-- Stated task --
Rewrite all of the data below with every "locate" swapped for "find" and everything else unchanged. Omit the pictures from your answer.

* BEGIN *

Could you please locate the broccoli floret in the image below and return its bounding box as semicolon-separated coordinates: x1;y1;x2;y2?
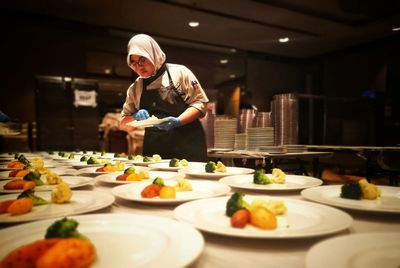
86;156;100;165
23;171;44;186
153;177;165;187
225;192;250;217
253;169;272;184
17;189;49;206
124;167;135;174
143;156;153;162
206;161;217;173
169;158;179;167
340;183;362;200
45;217;89;240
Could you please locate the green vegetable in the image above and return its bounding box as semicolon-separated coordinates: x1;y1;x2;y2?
205;161;217;173
253;169;272;185
340;183;362;200
143;156;153;162
169;158;179;167
153;177;165;187
86;156;100;165
45;217;89;240
225;192;250;217
17;189;49;206
124;167;135;174
23;171;44;186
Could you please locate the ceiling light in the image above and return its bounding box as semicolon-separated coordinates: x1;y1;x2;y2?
189;21;200;28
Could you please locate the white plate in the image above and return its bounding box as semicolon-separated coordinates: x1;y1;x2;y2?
96;171;179;184
179;165;254;179
306;232;400;268
127;117;168;128
0;190;115;223
0;176;93;194
0;214;204;268
148;161;206;171
111;180;231;204
301;185;400;213
219;174;323;191
174;195;353;239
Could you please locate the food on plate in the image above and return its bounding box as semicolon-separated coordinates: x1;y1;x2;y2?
96;161;125;172
340;179;381;200
169;158;189;167
140;177;192;199
205;161;226;173
51;182;72;204
0;218;96;268
253;168;286;185
225;192;287;230
116;167;150;181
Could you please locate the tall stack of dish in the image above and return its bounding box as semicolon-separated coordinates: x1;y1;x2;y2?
271;94;299;145
214;116;237;149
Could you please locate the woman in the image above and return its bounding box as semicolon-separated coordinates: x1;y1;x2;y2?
121;34;208;161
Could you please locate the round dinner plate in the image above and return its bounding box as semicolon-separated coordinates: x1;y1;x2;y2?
0;214;204;268
219;174;323;191
174;195;353;239
148;162;206;171
111;180;231;204
301;185;400;213
0;176;93;194
96;170;180;184
306;232;400;268
179;165;254;180
0;190;115;224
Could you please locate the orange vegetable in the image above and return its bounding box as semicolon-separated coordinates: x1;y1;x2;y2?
160;186;176;198
3;179;24;190
0;238;60;268
231;209;250;228
140;184;161;198
7;197;33;215
0;200;15;214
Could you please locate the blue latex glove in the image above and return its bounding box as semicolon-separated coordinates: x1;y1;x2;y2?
133;109;150;121
154;116;182;131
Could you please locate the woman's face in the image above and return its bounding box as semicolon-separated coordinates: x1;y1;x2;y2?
129;55;154;77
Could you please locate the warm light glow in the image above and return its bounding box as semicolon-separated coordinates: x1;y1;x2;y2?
279;37;289;43
189;21;200;28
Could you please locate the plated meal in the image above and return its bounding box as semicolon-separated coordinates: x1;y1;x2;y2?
174;195;353;239
0;214;204;268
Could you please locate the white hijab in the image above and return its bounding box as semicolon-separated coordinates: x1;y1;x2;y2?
127;34;166;78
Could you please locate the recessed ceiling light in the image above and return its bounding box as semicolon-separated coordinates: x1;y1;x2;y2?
189;21;200;28
279;37;289;43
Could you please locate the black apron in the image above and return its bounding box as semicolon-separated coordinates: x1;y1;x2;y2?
140;65;207;162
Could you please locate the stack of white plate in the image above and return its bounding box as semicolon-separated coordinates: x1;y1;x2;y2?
214;117;237;149
234;133;247;150
247;127;274;151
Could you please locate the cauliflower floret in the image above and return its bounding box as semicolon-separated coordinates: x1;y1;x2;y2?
271;168;286;184
174;178;193;192
46;171;63;185
153;154;162;162
51;182;72;204
179;159;189;167
216;161;226;172
358;179;381;200
250;199;287;215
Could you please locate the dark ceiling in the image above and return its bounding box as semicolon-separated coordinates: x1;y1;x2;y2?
0;0;400;59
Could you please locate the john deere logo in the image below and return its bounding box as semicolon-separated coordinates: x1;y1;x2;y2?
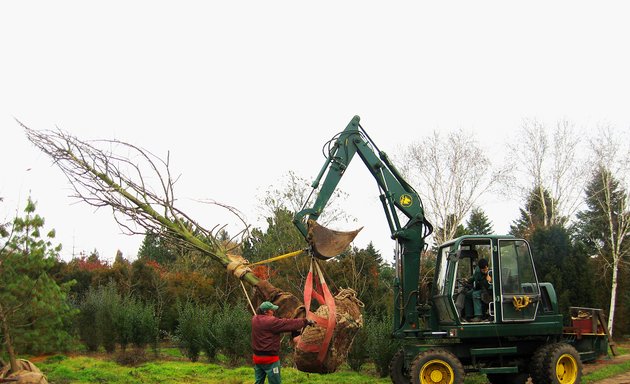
400;194;413;207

* END *

-- Solution for this exercise --
Could you please find the broccoli floret in the image below and return its bounding box as semicolon-separated coordinates: x1;y1;x2;y2?
86;156;100;165
23;171;44;186
153;177;165;187
225;192;250;217
253;169;272;184
17;189;49;206
124;167;135;174
143;156;153;162
206;161;217;173
169;158;179;167
340;183;362;200
45;217;89;240
Could you please find the green vegetable in the image above and return its bounding box as semicolon-separated coordinates: x1;y1;x2;y2?
205;161;217;173
253;169;272;185
340;183;362;200
143;156;153;162
169;158;179;167
153;177;165;187
86;156;100;165
45;217;89;240
225;192;250;217
17;189;49;206
124;167;135;174
23;171;44;186
Could you please find the ceiling light in the image above and return its bounding box as semicolon-separated coordinates: x1;y1;x2;y2?
189;21;200;28
Could you please find the white plate in the image above and return its bounding box as semicolon-separated coordinates: x1;y1;x2;y2?
96;171;179;184
179;165;254;179
306;232;400;268
127;117;168;128
0;190;115;223
0;176;93;194
0;214;204;268
148;161;206;171
111;180;231;204
301;185;400;213
219;174;323;191
174;195;353;239
Could you please find the food on plate in the image above and return its bounding box as semicolon-separated coordinates: x1;y1;x2;y2?
96;161;125;172
340;179;381;200
169;158;189;167
140;177;192;199
205;161;226;173
51;182;72;204
0;218;96;268
253;168;286;185
225;192;287;230
116;167;150;181
Could you please find the tall stack of dish in the image above and return its bounding box as semicolon-separated coordinates: x1;y1;x2;y2?
271;94;299;145
214;116;237;149
Could you please find the woman in the image above and return its bounding box as semicolon-separated coordinates: x1;y1;x2;y2?
121;34;208;161
Could you please find the round dinner plate in the image above and return its bounding box as semicolon-separated coordinates: x1;y1;x2;y2?
0;214;204;268
219;174;323;191
174;195;353;239
148;162;206;171
111;180;231;204
301;185;400;213
0;176;93;194
96;170;180;184
306;232;400;268
179;165;254;180
0;190;115;224
Could you please find the orange vegetable in the image above and return its bounding box as semicolon-separated coordinates: x1;y1;x2;y2?
160;186;176;198
3;179;24;190
0;238;60;268
231;209;250;228
140;184;161;198
7;197;33;215
0;200;15;214
Could you please find the blue latex glove in the image above and return its bounding box as semicolon-separated coordinates: x1;y1;x2;y2?
133;109;150;121
154;116;182;131
Could you please find the woman's face in the image above and return its bounding box as semicolon-separated coordinates: x1;y1;x2;y2?
129;55;154;77
Could you please find the warm light glow in the image above and return its bounding box as semicolon-separated coordinates: x1;y1;x2;y2?
279;37;289;43
189;21;200;28
Could you please find the plated meal in the image above and return its bounding box as semicolon-separated coordinates: x1;y1;x2;y2?
174;195;353;239
0;214;204;268
Could you please find the white hijab in the image above and return its bounding box as semicolon-separated coordinates: x1;y1;x2;y2?
127;34;166;78
Could you please find the recessed ceiling light in the image above and return its bounding box as semicolon-separated coordinates: x1;y1;x2;y2?
189;21;200;28
279;37;289;43
Could you please find the black apron in the image above and return its bounding box as semicolon-separated coordinates: x1;y1;x2;y2?
140;65;207;162
Could you please find the stack of white plate in the image above and return its bounding box as semicolon-separated coordinates: x1;y1;x2;y2?
214;117;237;149
234;133;247;150
247;127;274;151
Could you please find the cauliflower floret in the image above and return its bounding box as semicolon-separated coordinates: x1;y1;x2;y2?
271;168;286;184
174;178;193;192
46;171;63;185
153;154;162;162
51;182;72;204
179;159;189;167
216;161;226;172
358;179;381;200
250;199;287;215
Could you please find the dark ceiling in the image above and return its bounding box as semicolon-separated coordinates: x1;y1;x2;y2?
0;0;400;59
Could you please find the john deere logo in the image below and return its bounding box as semicolon-separated coordinates: x1;y1;x2;y2?
400;194;413;207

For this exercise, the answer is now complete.